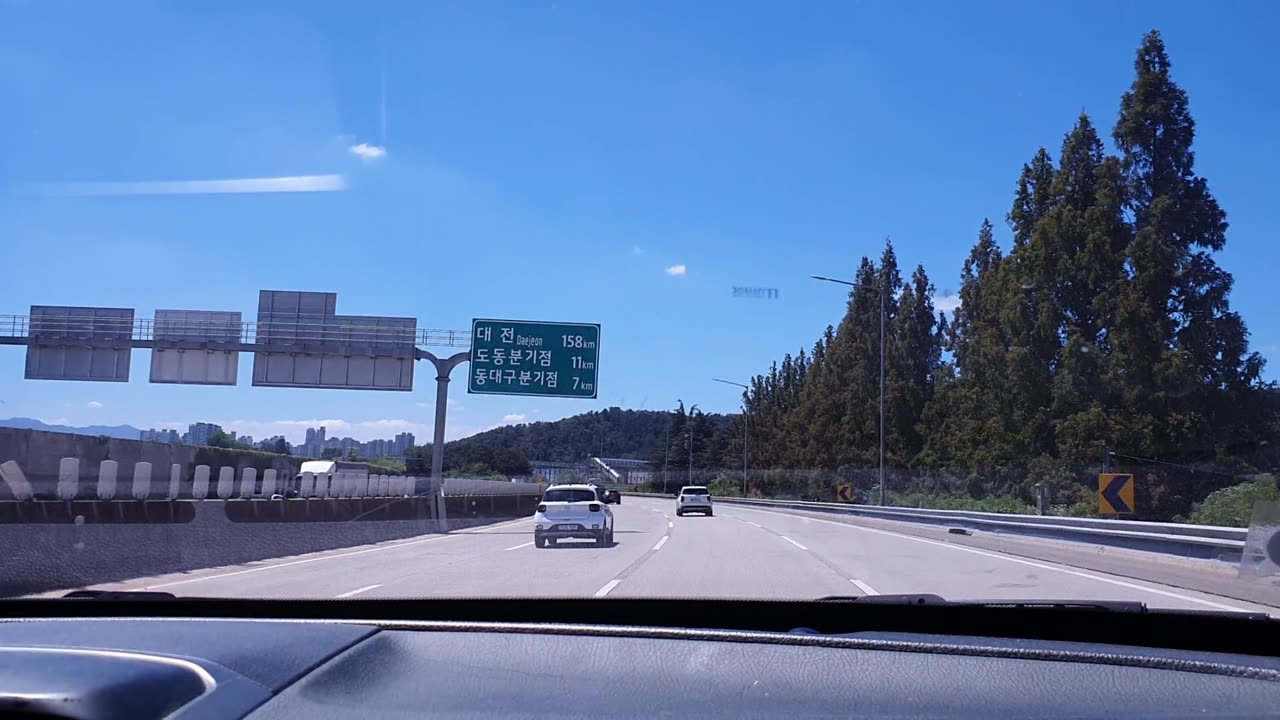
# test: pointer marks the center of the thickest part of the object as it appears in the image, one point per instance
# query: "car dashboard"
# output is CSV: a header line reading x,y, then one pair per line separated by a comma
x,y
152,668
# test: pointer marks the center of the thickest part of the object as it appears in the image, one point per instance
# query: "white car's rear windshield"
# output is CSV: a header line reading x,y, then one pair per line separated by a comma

▶ _What this task involves_: Go through the entries above and write them out again exactly, images left behind.

▶ _Your response_:
# test: pointer marks the center of the thickest part of the object as it appears in the image, one point per instance
# query: "car dashboard"
# output is CSV: a header line reading x,y, then one pair per line separated by a comma
x,y
152,668
# test: pointer marks the center of the thickest part of the object as it appears in the image, one point per instance
# query: "white car's rear windshield"
# output is CSV: a header line reading x,y, then one pair per line separated by a comma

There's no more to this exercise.